▶ **Objectif de la tâche**
Reformulez sous forme de liste le paragraphe de l'entretien qui commence par « Simplement. En étant comme je suis », en gardant ses faits principaux.

▶ **Extrait du document**

########

Comment s’est créé le lien de confiance avec les protagonistes ?
Simplement. En étant comme je suis, en expliquant d’abord, c’est peut-être le plus important, que chacun pouvait très librement accepter ou pas la caméra et, en cas de refus, ne pas être jugé pour cela. Il n’y a pas de raison d’en être culpabilisé, chacun doit pouvoir spontanément dire oui ou non. Ensuite, je fais comprendre que je n’arrive pas avec un programme établi à l’avance, qui enfermerait des grandes idées qu’il s’agirait d’illustrer, mais au contraire avec la volonté de me laisser porter, de me laisser éventuellement modifier par ce qui se passe. Le film s’invente dans le présent du tournage. Ce n’est pas comme s’il s’agissait de mettre en musique une partition écrite à l’avance. Les personnes que je vais filmer se sentent acteurs du projet, on peut venir me chercher pour me raconter quelque chose. J’essaye de susciter la rencontre.
N’avez-vous pas voulu en somme que le film – un peu à l’image de la fonction thérapeutique que soignants et soignés ont en quelque sorte en partage – soit l’affaire de tous ?
C’est un peu cela. Le film est à l’écoute de ce qui se passe dans ce lieu. Je n’arrive pas le matin en me disant aujourd’hui je filme untel. Je ne sais pas ce qui va se passer. En revanche, il arrive qu’un jour dit je décide de filmer tel ou tel atelier, ou une réunion.
Le film a reçu la plus belle récompense lors de la dernière Berlinale l’année où l’on célèbre le documentaire, c’est un beau symbole. Quelle a été votre réaction ?
Absolument, j’ai été très touché à titre personnel, mais aussi pour le documentaire, et pour un cinéma, je dirais, artisanal.

########

▶ **Matériel fourni**
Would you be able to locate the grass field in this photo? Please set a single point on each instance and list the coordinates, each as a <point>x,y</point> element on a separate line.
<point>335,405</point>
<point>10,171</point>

########

▶ **Réponse à la tâche**
- Le lien de confiance se crée simplement, en restant tel que je suis.
- J'explique d'abord, et c'est peut-être le plus important, que chacun peut librement accepter ou refuser la caméra, sans être jugé ni culpabilisé en cas de refus.
- Je fais ensuite comprendre que je n'arrive pas avec un programme établi à l'avance pour illustrer de grandes idées. Je veux au contraire me laisser porter, et éventuellement modifier, par ce qui se passe.
- Le film s'invente dans le présent du tournage, et non comme une partition écrite à l'avance.
- Les personnes filmées se sentent actrices du projet et peuvent venir me raconter quelque chose.
- Je cherche à susciter la rencontre.